Parmi les outils à disposition des entreprises leur permettant de poursuivre leur activité, ceux du Livre VI du Code de commerce sont ceux des interventions d’urgence et, trop souvent, de la dernière chance.
Par Guillaume Bouté, docteur en droit, avocat membre de l’équipe Restructuring-Insolvency. Il traite l’ensemble des problématiques soulevées par la défaillance d’entreprises, amiable ou judiciaire. Il intervient tant en conseil qu’en contentieux. Il est chargé d’enseignement à l’Université Paris II Panthéon-Assas et à l’ULCO. guillaume.boute@cms-fl.com
Le temps joue un rôle crucial dans toute intervention de ce type et, fréquemment, se révèle un obstacle à l’émergence d’une solution satisfaisante de retournement.
En effet, le lieu commun du temps trop étiré entre l’apparition des difficultés et la mise en œuvre des mesures favorisant le retournement demeure loin du cliché si bien que le temps effectivement disponible pour construire une solution de retournement est généralement, lui, trop bref ou mal utilisé.

====================

#### DÉTAILS DE L'EXERCICE
Traduisez en anglais la phrase suivante du passage sur les entreprises en difficulté : « Le temps joue un rôle crucial dans toute intervention de ce type et, fréquemment, se révèle un obstacle à l’émergence d’une solution satisfaisante de retournement. » La liste n'est d'aucune utilité ici.

#### INFORMATIONS FOURNIES
====================

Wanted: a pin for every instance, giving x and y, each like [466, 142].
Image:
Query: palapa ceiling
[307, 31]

====================

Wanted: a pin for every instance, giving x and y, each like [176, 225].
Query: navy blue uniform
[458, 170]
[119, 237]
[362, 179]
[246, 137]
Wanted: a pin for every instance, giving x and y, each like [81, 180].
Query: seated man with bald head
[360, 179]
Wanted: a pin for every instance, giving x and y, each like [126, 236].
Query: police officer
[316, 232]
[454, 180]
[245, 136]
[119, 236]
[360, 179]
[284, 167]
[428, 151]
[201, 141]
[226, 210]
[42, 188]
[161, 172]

====================

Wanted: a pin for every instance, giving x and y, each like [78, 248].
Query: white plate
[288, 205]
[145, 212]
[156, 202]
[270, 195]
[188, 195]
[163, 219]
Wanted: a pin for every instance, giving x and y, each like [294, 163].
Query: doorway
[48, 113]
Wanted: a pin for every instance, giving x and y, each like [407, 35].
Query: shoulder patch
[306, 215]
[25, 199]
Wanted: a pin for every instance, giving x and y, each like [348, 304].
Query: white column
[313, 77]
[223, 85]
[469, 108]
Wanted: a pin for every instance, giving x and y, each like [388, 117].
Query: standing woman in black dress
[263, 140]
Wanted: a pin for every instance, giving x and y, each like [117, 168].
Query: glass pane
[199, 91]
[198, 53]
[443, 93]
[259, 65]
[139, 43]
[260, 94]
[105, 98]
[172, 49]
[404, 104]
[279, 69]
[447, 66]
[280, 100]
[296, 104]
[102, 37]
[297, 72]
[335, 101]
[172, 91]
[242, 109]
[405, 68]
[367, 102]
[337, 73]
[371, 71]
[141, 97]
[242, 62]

====================

#### RÉPONSE À L'EXERCICE
Time plays a crucial role in any intervention of this kind and frequently proves to be an obstacle to the emergence of a satisfactory turnaround solution.